INFORMATION SUPPLIED ->
++++

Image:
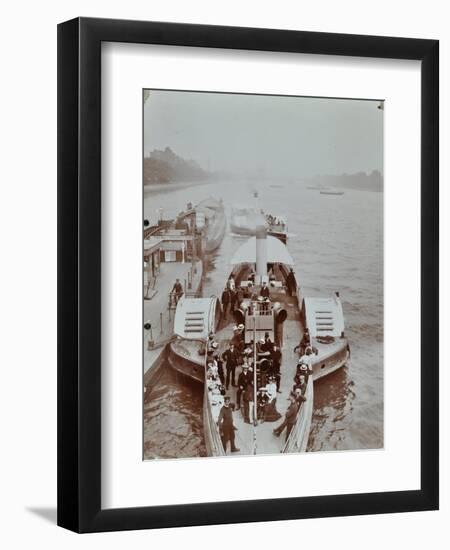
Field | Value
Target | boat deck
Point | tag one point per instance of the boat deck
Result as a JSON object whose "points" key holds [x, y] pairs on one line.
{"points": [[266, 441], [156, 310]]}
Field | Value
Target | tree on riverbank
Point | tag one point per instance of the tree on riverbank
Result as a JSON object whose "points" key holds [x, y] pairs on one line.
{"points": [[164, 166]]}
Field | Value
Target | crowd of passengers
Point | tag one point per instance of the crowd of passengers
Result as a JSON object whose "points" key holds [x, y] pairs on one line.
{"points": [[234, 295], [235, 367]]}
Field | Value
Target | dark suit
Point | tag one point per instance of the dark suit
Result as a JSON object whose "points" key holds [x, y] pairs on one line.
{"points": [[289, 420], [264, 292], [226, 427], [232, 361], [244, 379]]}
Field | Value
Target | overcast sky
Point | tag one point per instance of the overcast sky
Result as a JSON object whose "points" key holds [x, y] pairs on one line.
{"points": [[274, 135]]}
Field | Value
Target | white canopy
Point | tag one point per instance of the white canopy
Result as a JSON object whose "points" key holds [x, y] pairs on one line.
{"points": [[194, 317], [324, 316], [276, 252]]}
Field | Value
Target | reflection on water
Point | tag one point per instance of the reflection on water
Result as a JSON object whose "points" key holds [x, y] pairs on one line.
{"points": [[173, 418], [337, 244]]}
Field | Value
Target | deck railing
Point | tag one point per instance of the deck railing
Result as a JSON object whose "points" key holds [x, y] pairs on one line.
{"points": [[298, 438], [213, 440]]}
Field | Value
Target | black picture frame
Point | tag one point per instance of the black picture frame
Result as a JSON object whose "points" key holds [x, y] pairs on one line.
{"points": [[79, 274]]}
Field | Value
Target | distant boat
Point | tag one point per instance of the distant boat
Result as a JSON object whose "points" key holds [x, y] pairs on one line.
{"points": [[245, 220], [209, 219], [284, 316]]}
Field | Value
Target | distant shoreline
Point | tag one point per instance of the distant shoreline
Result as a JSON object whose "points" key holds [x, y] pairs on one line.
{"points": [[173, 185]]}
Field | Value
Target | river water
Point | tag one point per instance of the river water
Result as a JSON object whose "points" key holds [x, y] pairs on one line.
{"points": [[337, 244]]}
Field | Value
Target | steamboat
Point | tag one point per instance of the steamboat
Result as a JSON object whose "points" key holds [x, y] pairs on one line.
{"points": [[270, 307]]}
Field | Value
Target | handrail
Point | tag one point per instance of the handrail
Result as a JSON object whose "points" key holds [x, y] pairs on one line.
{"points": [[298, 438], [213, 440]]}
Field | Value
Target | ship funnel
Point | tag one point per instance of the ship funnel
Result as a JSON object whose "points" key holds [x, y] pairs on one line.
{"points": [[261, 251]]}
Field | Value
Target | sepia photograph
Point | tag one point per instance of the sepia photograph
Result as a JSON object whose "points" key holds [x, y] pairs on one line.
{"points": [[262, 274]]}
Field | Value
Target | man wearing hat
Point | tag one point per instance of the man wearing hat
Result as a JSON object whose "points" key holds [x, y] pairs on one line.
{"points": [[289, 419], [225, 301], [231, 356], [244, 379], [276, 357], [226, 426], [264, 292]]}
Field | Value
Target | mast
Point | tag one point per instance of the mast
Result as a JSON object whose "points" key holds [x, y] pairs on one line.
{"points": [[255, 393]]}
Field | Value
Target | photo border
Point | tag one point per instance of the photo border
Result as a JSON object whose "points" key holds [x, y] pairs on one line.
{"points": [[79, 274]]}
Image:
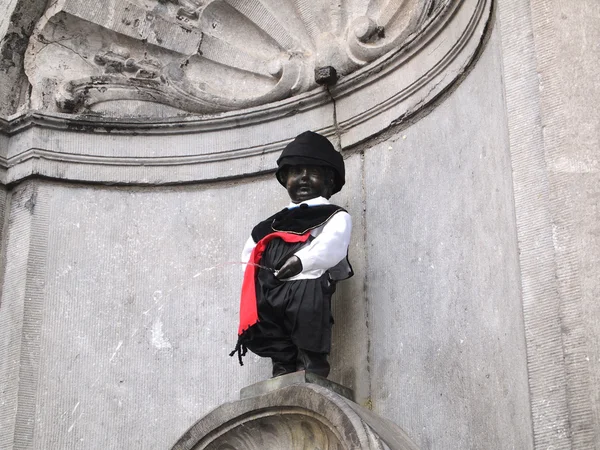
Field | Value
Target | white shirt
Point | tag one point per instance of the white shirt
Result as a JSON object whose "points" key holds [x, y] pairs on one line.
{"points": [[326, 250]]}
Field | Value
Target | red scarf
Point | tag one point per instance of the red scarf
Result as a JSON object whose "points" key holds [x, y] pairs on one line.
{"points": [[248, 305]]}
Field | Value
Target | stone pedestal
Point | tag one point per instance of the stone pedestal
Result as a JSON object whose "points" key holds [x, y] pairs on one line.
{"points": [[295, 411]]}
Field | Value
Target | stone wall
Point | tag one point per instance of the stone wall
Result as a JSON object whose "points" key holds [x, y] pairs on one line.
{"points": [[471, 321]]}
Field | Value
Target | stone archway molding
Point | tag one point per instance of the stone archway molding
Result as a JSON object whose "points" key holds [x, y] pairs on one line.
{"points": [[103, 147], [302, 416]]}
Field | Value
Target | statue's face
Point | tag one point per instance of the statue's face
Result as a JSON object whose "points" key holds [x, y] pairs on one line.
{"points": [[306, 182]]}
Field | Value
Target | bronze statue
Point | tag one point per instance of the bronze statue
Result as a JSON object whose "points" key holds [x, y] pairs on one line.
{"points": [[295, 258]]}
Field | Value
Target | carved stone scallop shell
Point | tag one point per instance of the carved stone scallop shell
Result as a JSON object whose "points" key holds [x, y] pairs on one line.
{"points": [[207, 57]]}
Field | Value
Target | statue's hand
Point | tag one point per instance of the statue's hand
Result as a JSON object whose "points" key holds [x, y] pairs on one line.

++++

AIM OF THE EXERCISE -> Return the entries unchanged, save for the pictures, which do not belong in the copy.

FULL ANSWER ->
Image:
Field | Value
Target | boat deck
Point | tag one point per instance of the boat deck
Result as a JSON object whose "points" key holds [x, y] pairs on one line.
{"points": [[266, 441], [156, 310]]}
Field | Value
Target | tree on riverbank
Point | tag one point per instance of the tree on riverbank
Result as a JSON object whose "points" key holds [x, y] pairs on one line.
{"points": [[164, 166]]}
Field | Value
Target | crowd of passengers
Point | tag one point per instance of the crowd of passengers
Result as a JSON object whose "points" key holds [x, y] pairs on one line.
{"points": [[234, 295], [235, 367]]}
Field | Value
Target | dark suit
Point | tag one point per instance of the dark suit
Result as a JSON object whose "points" key holds [x, y] pairs on one line.
{"points": [[289, 420], [264, 292], [226, 427], [232, 361], [244, 379]]}
Field | Value
Target | overcast sky
Point | tag one point per instance of the overcast sky
Result as a JSON object whose "points" key holds [x, y] pairs on one line.
{"points": [[274, 135]]}
Field | Value
Target | white canopy
Point | tag one point per instance of the white canopy
Result as a JSON object whose "points" key holds [x, y] pairs on one line.
{"points": [[194, 317], [324, 316], [276, 252]]}
Field | Value
Target | reflection on water
Point | tag one point per instance of the reflection on water
Result as a JSON object whose "points" key holds [x, y] pairs on one line.
{"points": [[173, 418], [337, 244]]}
Field | Value
Target | deck railing
Point | tag one point per instance of the deck railing
Result as a JSON object whose "points" key holds [x, y] pairs on one line.
{"points": [[298, 438], [213, 440]]}
Field | Value
Target | black picture frame
Point | tag one point per instance of the black picture frame
Result as a JSON object whose "points" key holds [x, y] pairs on one line.
{"points": [[79, 274]]}
Field | Value
Target | distant boat
Point | tag one point per instance of the distant boat
Result as a JSON object whose "points" key holds [x, y] pairs on one line.
{"points": [[245, 220], [209, 219], [284, 316]]}
Field | Value
Target | distant shoreline
Point | tag one point per instance of the distant shoreline
Result as a JSON object whose "points" key holds [x, y] pairs on one line.
{"points": [[173, 185]]}
Field | Value
Target | river water
Point | tag one point per instance of the river water
Result as a JSON object whose "points" key holds [x, y] pairs on one line.
{"points": [[337, 244]]}
Field | Value
Target | steamboat
Point | tag one point per instance of the steamboat
Result as a JSON object whose "points" key holds [x, y] pairs on one line.
{"points": [[270, 307]]}
Field | Value
Target | handrail
Point | tag one point per instance of the handrail
Result as a JSON object whose "points" key holds [x, y] pairs on one line.
{"points": [[298, 438], [213, 440]]}
Field | Value
Target | ship funnel
Point | tag one point per instance of the ship funnel
Result as a JSON object whose "points" key holds [x, y] pairs on one line.
{"points": [[261, 251]]}
Field | Value
Target | sepia photograph
Point | tag one point per instance of the sepia photograph
Result as a JSON object whose "points" key holds [x, y] pairs on one line.
{"points": [[262, 274]]}
Field | Value
Target | man wearing hat
Point | tag one point per instance of the man wearing hat
Result as a JSON object whose "points" key holds [x, y] pairs on one line.
{"points": [[289, 419], [225, 301], [231, 356], [244, 379], [276, 357], [226, 426], [264, 292]]}
Field | Value
Target | mast
Point | tag one point per instance of the mast
Result as a JSON object whose "points" key holds [x, y] pairs on one line.
{"points": [[255, 393]]}
Field | Value
Target | photo border
Point | tag one point per instance of the photo border
Result as a JSON object whose "points" key holds [x, y] pairs on one line.
{"points": [[79, 274]]}
Image:
Field | Value
Target | white shirt
Point | tag one point per instance of the white shirt
Result as a JSON object whose "points" key holds [x, y] pairs on one line.
{"points": [[326, 250]]}
Field | Value
Target | red scarf
Point | tag one point per instance of the red scarf
Result as a JSON object whose "points" key holds [x, y] pairs on one line.
{"points": [[248, 305]]}
Field | Value
Target | stone pedestal
Point | tag one point per instance of the stone pedestal
Result as a JSON object whose "points" key holds [x, y] pairs on one line.
{"points": [[295, 411]]}
Field | Value
Target | stone wall
Point | tag one point per instance of the stone wall
Result as a JSON object whose "points" key holds [x, y] pairs on one line.
{"points": [[471, 321]]}
Field | Value
Target | stone archway molding
Point | tag one point per instance of the stone archway molding
Result as a JSON object whose "points" key holds [x, y] pairs on one line.
{"points": [[103, 147], [302, 416]]}
Field | Value
Target | statue's face
Point | tag one point per instance of the statue's face
Result as a JSON object whose "points" key holds [x, y] pairs on one line.
{"points": [[306, 182]]}
Field | Value
Target | bronze statue
Point | tag one point per instance of the bronze statue
Result as a JSON object whose "points" key holds [x, y] pairs on one line.
{"points": [[295, 258]]}
Field | Value
Target | carved stone scallop shell
Point | tag one point per instance of the carved stone scallop shell
Result as a JSON object whose "points" key holds [x, y] pairs on one line.
{"points": [[207, 57]]}
Field | Value
Target | statue's hand
Point | tag one point per instance of the statue's hand
Result as a JSON object whose "points" key holds [x, y] pairs on one line.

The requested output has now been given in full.